- _WHAT THE EXERCISE ASKS_
Copy each line of the data below in which the word "palms" can be found.

[Photo-based referring expression data]
+--
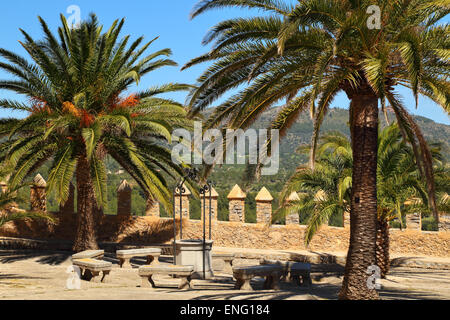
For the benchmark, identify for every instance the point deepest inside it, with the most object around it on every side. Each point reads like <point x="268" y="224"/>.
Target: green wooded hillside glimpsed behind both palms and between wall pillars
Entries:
<point x="227" y="176"/>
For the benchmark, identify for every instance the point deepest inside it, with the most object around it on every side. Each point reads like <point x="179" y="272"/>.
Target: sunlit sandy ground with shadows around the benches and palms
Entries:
<point x="42" y="275"/>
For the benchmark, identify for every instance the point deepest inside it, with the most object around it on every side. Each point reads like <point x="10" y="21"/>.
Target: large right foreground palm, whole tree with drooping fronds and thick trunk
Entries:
<point x="307" y="54"/>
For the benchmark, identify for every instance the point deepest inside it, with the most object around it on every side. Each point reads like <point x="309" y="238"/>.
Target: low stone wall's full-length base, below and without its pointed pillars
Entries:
<point x="150" y="230"/>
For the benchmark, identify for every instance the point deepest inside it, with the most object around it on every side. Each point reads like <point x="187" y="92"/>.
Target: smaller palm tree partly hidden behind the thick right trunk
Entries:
<point x="400" y="190"/>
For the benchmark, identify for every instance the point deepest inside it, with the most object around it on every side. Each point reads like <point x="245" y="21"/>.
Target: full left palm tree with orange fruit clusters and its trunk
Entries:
<point x="80" y="109"/>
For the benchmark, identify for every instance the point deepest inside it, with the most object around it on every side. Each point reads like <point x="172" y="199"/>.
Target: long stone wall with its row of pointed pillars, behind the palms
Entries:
<point x="148" y="230"/>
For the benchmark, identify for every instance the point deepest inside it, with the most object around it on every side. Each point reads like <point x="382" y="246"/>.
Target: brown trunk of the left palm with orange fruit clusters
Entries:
<point x="86" y="236"/>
+--
- _YOUR SOLUTION_
Target: green wooded hillside glimpsed behind both palms and between wall pillars
Target: sunlit sandy ground with shadows around the benches and palms
Target: long stone wall with its row of pointed pillars, behind the palms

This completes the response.